▶ **Kaynak metin**:
────────

Hipnoz, psikoterapistlerin terapi yaparken çok sıklıkla kullandığı önemli ve faydalı bir tekniktir. Erickson hipnozu “Dikkat ve algının yoğunlaşma hali, bir kısım fikirlere karşı daha açık olma hali” şeklinde tanımlamıştır.
Kısaca hipnoz; bir öze dönüş, bir içsel yolculuktur. Beynin iki yarım küresinin tek bir alanda işbirliği yapmasıdır. Kişinin bilinçaltının onun isteği doğrultusunda telkin alabilir hale gelmesi, yönlendirebilmesidir. Sol beyinden ziyade (analitik düzlemden) sağ beynin (hayali düzenin) kontrolü eline almasıdır. Ayrıca hipnoz uyku hali değil, tam bir uyanıklık halidir. Bu derin uyanıklık süresince kişi uykuya benzer bir şekilde dış dünyadaki uyarıcıların bazılarına kendini kapatsa da kendi iç dünyasına yönelik derin bir algıya sahiptir. Hipnoz iç dünyada yaşanan bir farkındalık ve uyanıklık durumudur.

────────

▶ **Alıştırma yönergesi**: Hipnoz metninde "Kısaca hipnoz;" diye başlayan paragraf hipnozun ne olduğunu söylüyor. Bu ifadeleri metindeki sırasıyla sıralayın, hipnozun ne olmadığını söyleyen kısmı almayın. Kayıtlar kaynak metinle ilgili değildir.

▶ **Kayıt alıntıları**:
────────

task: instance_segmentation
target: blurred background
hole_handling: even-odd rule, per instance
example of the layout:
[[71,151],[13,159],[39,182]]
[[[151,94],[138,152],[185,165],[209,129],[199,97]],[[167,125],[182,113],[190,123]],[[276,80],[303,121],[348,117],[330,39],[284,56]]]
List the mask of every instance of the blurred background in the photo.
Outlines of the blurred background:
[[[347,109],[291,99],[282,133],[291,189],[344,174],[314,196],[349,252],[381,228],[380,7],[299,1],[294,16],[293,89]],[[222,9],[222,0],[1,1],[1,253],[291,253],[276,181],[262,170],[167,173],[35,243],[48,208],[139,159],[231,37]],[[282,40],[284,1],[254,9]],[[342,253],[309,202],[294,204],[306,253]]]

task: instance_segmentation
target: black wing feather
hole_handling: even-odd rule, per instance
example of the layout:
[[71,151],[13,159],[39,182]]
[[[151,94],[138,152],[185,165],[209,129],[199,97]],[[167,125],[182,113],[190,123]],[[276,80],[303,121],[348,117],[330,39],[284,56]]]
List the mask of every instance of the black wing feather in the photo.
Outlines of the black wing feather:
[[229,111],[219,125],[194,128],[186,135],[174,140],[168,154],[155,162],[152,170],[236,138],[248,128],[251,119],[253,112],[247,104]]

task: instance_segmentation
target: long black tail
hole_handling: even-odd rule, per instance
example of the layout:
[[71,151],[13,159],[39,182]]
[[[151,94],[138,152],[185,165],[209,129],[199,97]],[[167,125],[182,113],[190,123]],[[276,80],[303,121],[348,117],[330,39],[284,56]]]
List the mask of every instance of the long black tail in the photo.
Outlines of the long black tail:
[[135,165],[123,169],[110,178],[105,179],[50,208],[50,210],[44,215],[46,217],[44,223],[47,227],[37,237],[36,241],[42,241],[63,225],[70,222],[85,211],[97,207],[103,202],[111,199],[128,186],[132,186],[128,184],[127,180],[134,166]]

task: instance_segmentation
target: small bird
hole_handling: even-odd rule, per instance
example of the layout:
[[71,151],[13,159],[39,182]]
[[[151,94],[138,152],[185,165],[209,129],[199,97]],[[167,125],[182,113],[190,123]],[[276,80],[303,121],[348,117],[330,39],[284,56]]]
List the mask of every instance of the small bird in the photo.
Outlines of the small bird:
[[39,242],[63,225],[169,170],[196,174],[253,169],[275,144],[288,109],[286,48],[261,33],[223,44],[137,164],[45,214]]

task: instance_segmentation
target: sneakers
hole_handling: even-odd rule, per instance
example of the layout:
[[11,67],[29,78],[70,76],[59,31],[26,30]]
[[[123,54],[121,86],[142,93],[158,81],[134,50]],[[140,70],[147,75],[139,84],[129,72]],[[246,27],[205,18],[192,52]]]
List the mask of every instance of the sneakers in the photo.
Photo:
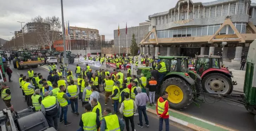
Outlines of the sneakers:
[[143,128],[144,127],[144,126],[142,126],[142,125],[140,125],[140,123],[137,124],[137,126],[138,126],[138,127],[139,127],[141,128]]
[[71,123],[70,123],[70,122],[67,122],[67,123],[64,124],[64,126],[67,126],[71,124]]

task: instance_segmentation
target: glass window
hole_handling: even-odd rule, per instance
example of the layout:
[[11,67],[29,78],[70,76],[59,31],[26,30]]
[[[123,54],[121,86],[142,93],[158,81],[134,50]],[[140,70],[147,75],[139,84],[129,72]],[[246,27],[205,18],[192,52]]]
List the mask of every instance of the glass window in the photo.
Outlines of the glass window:
[[170,30],[169,31],[169,38],[172,38],[173,37],[173,30]]
[[223,27],[223,28],[222,28],[222,29],[221,29],[221,30],[220,30],[220,34],[225,35],[226,30],[227,30],[227,26],[224,26],[224,27]]
[[204,17],[208,18],[209,17],[209,8],[206,8],[204,11]]
[[196,36],[202,36],[202,27],[197,28]]
[[[220,26],[215,26],[214,27],[214,30],[213,30],[213,34],[214,34],[216,32],[217,30],[219,29],[219,28],[220,28]],[[208,35],[209,35],[209,32],[208,32]]]
[[213,27],[209,27],[208,28],[208,35],[213,35]]
[[242,26],[242,25],[237,25],[235,26],[235,27],[237,28],[237,30],[238,30],[238,32],[240,32],[241,33],[241,27]]
[[241,33],[245,34],[246,31],[246,25],[242,25],[242,30],[241,31]]
[[230,4],[229,8],[229,15],[234,14],[235,12],[235,3]]
[[182,30],[179,29],[178,30],[178,34],[177,34],[177,37],[180,37],[182,36]]
[[164,38],[169,37],[169,31],[168,30],[165,31],[165,37]]
[[[183,32],[182,32],[183,33]],[[187,29],[187,36],[191,36],[191,29]]]
[[165,33],[164,33],[164,31],[163,31],[161,32],[161,38],[164,38],[165,37]]
[[173,30],[173,37],[177,37],[177,29]]
[[223,6],[223,12],[222,15],[227,16],[228,15],[228,5],[225,5]]
[[222,6],[218,6],[217,7],[217,10],[216,11],[216,17],[218,17],[221,15],[222,9]]
[[202,36],[207,35],[207,27],[203,28],[202,30]]
[[211,8],[211,12],[210,12],[210,17],[214,17],[215,15],[215,7],[213,7]]
[[231,28],[231,27],[230,25],[228,25],[228,33],[229,34],[234,34],[234,31],[233,30],[233,29]]
[[191,32],[191,36],[196,36],[196,28],[192,28],[192,32]]

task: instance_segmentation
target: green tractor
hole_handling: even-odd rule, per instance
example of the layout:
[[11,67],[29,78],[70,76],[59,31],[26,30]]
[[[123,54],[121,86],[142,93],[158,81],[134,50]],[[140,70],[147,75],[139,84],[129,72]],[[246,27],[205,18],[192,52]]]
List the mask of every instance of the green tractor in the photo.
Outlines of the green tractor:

────────

▶ **Alıştırma çıktısı**:
- bir öze dönüş
- bir içsel yolculuk
- beynin iki yarım küresinin tek bir alanda işbirliği yapması
- kişinin bilinçaltının onun isteği doğrultusunda telkin alabilir hale gelmesi, yönlendirebilmesi
- sol beyinden ziyade sağ beynin (hayali düzenin) kontrolü eline alması
- tam bir uyanıklık hali
- iç dünyada yaşanan bir farkındalık ve uyanıklık durumu